_THE TASK_
Copy everything from "Add a 10bit_tag" down to "10-Bit Tag Completer." word for word from the email below about the 10-Bit Tag sysfs file.

_TEXT TO READ_
Hi Bjorn
Many thanks for your review.
On 2021/10/28 6:28, Bjorn Helgaas wrote:
On Sat, Oct 09, 2021 at 06:49:34PM +0800, Dongdong Liu wrote:
PCIe spec 5.0 r1.0 section 2.2.6.2 says:
If an Endpoint supports sending Requests to other Endpoints (as
opposed to host memory), the Endpoint must not send 10-Bit Tag
Requests to another given Endpoint unless an implementation-specific
mechanism determines that the Endpoint supports 10-Bit Tag Completer
capability.
Add a 10bit_tag sysfs file, write 0 to disable 10-Bit Tag Requester
when the driver does not bind the device. The typical use case is for
p2pdma when the peer device does not support 10-Bit Tag Completer.
Write 1 to enable 10-Bit Tag Requester when RC supports 10-Bit Tag
Completer capability. The typical use case is for host memory targeted
by DMA Requests. The 10bit_tag file content indicate current status of
10-Bit Tag Requester Enable.

_RECORD LIST_
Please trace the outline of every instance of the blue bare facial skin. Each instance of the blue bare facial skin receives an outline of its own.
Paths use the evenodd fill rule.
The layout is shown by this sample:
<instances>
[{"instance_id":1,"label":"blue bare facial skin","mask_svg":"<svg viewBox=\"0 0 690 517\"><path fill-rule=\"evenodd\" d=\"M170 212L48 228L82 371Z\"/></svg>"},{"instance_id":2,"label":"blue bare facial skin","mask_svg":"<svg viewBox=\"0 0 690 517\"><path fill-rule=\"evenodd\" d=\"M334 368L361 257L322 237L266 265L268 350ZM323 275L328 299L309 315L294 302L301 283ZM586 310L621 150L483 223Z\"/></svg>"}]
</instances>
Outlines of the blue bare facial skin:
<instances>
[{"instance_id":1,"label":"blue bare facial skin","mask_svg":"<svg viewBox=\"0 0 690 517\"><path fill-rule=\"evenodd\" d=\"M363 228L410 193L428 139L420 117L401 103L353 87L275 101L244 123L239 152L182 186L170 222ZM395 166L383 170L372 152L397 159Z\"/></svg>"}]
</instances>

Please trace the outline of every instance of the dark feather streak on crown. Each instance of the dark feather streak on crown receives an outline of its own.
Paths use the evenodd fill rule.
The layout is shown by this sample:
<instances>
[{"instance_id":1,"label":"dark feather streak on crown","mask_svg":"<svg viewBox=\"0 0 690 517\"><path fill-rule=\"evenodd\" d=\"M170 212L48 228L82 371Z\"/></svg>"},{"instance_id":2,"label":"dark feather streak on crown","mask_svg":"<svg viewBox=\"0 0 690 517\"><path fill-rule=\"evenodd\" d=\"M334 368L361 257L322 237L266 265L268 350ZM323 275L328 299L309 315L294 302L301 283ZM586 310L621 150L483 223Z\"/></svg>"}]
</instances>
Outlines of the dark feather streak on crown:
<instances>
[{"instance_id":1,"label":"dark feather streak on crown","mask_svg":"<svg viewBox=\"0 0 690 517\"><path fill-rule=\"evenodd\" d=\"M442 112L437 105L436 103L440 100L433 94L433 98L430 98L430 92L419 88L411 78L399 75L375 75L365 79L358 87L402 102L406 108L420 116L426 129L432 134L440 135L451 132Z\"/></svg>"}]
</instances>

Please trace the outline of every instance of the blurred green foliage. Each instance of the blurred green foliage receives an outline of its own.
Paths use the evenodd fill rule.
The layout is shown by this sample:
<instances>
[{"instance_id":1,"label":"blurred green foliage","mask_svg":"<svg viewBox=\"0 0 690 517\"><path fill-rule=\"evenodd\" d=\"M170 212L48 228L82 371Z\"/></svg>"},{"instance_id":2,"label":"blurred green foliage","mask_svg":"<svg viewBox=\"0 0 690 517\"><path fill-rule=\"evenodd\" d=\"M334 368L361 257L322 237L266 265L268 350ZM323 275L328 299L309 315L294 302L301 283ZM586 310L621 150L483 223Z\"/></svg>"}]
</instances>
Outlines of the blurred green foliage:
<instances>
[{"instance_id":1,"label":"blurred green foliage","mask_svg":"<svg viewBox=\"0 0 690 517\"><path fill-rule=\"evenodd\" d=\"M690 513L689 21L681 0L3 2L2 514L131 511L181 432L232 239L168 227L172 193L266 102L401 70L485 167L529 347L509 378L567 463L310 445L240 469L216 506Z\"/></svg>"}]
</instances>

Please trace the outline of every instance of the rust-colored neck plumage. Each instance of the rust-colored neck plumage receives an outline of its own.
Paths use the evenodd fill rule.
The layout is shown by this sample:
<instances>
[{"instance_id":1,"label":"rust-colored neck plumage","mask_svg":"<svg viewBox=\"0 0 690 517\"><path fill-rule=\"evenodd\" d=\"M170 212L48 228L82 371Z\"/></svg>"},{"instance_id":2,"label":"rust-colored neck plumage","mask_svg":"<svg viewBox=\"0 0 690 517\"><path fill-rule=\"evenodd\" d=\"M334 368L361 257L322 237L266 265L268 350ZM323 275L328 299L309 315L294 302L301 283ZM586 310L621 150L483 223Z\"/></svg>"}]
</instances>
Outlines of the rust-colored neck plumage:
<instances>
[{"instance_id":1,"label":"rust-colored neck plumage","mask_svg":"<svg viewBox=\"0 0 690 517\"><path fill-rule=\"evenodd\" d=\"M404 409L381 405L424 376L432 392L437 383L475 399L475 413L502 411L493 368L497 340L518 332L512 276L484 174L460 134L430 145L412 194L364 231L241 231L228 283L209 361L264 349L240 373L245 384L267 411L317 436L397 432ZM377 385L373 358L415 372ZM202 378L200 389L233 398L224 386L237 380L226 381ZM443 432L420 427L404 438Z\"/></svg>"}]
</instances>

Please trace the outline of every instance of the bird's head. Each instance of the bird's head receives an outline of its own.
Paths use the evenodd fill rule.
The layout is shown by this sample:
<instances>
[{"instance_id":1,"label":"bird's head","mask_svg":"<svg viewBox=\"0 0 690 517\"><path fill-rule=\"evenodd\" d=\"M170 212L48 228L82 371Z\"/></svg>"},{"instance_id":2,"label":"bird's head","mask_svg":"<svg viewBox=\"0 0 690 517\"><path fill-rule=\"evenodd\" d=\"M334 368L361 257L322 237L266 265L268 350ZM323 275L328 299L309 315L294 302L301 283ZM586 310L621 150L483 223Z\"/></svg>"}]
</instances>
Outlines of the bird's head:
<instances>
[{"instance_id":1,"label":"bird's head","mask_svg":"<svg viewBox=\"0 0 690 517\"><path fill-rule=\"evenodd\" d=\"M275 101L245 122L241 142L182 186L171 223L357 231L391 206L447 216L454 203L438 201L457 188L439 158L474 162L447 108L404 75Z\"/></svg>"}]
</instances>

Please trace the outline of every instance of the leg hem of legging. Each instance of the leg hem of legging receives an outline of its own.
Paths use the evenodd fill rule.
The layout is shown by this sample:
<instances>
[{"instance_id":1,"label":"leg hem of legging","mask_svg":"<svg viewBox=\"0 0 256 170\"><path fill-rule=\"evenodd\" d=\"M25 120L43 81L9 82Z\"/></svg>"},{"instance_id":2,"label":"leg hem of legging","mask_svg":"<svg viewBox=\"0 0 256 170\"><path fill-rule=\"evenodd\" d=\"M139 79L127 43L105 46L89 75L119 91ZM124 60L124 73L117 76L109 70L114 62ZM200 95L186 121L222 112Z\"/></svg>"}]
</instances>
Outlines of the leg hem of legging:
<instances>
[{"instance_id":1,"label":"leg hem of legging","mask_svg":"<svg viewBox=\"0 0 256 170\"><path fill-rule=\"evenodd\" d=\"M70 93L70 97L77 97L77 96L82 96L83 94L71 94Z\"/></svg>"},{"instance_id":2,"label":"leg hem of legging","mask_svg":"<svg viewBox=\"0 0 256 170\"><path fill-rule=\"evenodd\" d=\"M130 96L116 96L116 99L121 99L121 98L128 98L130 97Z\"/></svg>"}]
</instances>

_SOLUTION FOR THIS EXERCISE_
Add a 10bit_tag sysfs file, write 0 to disable 10-Bit Tag Requester
when the driver does not bind the device. The typical use case is for
p2pdma when the peer device does not support 10-Bit Tag Completer.